## The problem
Scale the bounding box coordinates in the answers by 2, rounding each result to a whole number with halves going up, and give all of these lines again, requests included. Do this only for the lines from the start of the data through the line containing "[389,212,618,427]", including that line.

☆ ☆ ☆ ☆

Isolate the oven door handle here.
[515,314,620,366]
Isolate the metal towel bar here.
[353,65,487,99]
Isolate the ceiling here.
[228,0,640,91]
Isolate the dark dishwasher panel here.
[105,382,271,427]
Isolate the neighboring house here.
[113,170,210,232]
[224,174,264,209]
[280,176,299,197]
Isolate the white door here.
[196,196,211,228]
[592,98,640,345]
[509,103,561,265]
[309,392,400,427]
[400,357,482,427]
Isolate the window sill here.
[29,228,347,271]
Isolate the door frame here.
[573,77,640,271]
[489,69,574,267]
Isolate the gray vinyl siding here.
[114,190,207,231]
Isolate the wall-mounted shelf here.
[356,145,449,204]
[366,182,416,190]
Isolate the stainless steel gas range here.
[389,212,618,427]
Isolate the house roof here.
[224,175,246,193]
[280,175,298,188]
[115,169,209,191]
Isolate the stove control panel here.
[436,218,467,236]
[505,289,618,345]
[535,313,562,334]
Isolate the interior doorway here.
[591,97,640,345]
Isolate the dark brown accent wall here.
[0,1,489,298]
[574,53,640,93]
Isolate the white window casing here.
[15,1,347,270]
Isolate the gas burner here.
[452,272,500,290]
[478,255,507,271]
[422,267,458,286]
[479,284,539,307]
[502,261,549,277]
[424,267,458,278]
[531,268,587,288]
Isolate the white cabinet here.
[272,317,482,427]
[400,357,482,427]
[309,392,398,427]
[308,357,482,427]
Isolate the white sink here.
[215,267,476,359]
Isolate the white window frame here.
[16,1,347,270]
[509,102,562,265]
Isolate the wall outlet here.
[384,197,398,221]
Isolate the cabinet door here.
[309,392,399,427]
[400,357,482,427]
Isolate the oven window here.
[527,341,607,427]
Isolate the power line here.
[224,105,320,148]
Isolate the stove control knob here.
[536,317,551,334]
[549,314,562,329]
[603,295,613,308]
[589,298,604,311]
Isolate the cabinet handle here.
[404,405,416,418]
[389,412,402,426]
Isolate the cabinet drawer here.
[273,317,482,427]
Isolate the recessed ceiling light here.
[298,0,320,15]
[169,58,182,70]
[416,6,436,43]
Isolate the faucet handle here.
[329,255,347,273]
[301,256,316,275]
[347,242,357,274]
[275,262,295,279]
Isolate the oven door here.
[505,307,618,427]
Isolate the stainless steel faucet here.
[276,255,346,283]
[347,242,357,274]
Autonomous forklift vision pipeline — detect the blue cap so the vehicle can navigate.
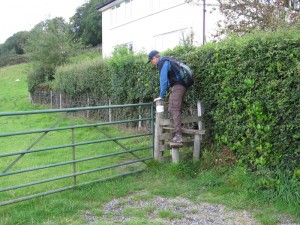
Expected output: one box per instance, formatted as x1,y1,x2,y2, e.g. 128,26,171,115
147,50,159,63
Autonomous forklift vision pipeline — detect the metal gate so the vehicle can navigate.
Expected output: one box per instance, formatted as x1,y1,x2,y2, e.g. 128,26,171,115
0,103,154,206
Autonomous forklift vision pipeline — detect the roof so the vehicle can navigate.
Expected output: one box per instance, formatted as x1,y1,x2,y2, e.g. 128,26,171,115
96,0,120,11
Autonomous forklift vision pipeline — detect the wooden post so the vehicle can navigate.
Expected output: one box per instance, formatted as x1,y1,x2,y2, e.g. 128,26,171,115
108,98,112,122
154,100,164,161
172,147,179,163
193,134,201,162
193,101,203,162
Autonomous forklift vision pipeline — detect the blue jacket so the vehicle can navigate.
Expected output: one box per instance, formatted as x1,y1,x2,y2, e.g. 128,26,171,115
157,56,183,98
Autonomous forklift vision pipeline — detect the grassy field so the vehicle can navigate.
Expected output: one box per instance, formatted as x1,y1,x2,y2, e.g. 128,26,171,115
0,64,300,225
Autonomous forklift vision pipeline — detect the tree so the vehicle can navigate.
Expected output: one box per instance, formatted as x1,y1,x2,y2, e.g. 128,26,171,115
0,31,29,55
70,0,104,46
186,0,300,36
26,17,81,91
218,0,300,34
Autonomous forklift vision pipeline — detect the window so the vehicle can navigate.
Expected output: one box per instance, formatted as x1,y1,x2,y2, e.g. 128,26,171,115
125,0,133,21
114,42,133,52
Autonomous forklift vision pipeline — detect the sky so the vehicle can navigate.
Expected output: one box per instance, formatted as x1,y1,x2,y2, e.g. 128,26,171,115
0,0,88,44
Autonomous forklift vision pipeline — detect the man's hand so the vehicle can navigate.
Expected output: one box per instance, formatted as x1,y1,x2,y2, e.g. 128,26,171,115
153,97,162,102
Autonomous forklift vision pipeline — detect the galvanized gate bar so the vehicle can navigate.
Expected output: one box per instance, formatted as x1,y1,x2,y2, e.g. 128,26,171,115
0,118,151,137
0,103,153,117
0,169,144,206
0,146,152,177
0,157,152,192
0,103,154,206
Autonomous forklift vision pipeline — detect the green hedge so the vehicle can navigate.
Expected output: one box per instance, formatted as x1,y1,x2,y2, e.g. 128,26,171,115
194,30,300,171
49,30,300,174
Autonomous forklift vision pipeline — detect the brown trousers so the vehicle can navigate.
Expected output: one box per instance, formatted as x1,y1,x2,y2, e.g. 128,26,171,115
168,85,186,135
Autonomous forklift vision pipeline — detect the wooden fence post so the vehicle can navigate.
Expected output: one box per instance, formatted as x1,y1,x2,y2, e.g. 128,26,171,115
154,100,164,161
193,101,203,162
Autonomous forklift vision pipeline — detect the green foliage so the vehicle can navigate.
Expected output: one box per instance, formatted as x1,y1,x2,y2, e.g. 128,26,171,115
108,48,158,103
70,0,104,46
27,18,80,91
53,58,111,97
49,29,300,174
0,31,29,55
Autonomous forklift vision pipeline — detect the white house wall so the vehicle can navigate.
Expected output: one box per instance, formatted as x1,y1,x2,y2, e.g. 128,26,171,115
102,0,220,57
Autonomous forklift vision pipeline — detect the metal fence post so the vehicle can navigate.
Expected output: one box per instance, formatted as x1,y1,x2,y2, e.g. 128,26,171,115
154,100,164,161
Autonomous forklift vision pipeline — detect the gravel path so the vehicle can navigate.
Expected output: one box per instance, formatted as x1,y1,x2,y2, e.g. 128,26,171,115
84,192,300,225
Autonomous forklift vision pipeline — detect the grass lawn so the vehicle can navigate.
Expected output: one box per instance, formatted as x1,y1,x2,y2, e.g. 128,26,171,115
0,64,300,225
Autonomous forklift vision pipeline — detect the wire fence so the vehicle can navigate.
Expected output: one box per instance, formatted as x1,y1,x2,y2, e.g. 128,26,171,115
30,90,150,128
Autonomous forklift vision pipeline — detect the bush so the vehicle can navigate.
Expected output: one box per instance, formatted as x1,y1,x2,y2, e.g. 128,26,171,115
45,29,300,176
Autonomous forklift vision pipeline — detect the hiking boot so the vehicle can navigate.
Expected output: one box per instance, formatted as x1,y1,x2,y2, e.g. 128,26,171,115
172,134,182,142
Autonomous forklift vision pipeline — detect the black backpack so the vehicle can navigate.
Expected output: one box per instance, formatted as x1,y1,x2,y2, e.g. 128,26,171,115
165,57,194,88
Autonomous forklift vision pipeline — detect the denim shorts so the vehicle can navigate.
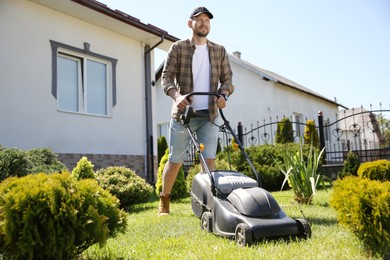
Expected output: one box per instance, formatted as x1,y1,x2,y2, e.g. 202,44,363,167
168,117,218,163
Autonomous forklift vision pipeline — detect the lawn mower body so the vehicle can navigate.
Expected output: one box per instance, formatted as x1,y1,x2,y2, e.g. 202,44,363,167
181,92,311,246
191,171,311,245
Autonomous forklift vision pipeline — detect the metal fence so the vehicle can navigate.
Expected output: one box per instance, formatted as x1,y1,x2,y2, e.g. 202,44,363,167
184,107,390,172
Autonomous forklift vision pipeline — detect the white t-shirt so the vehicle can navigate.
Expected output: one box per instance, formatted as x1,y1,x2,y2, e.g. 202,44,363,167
191,44,211,110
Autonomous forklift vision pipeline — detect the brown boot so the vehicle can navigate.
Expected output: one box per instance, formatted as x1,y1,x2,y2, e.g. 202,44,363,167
158,193,171,216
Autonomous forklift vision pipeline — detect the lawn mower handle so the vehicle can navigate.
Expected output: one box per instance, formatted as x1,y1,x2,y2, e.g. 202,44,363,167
181,92,262,188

☆ ☆ ☆ ☆

## Exercise response
Isolate the oven door handle here.
[1030,628,1240,732]
Isolate the metal towel bar here.
[706,130,974,198]
Isolate the ceiling here.
[456,0,1280,182]
Isolate the dark dishwasher panel here.
[210,764,542,854]
Isolate the neighboring house here.
[226,340,420,464]
[448,348,528,418]
[560,352,598,394]
Isolate the white door here.
[392,392,422,456]
[1184,196,1280,690]
[1018,206,1122,530]
[618,784,800,854]
[800,714,964,854]
Isolate the window sill here.
[58,456,694,542]
Isolate the door frame here.
[1146,154,1280,542]
[978,138,1148,534]
Isolate the gray vinyl siding here.
[228,380,414,462]
Isolate the wall-mounted shelf here.
[712,290,898,408]
[732,364,832,380]
Isolate the stainless steel gas range here.
[778,424,1236,854]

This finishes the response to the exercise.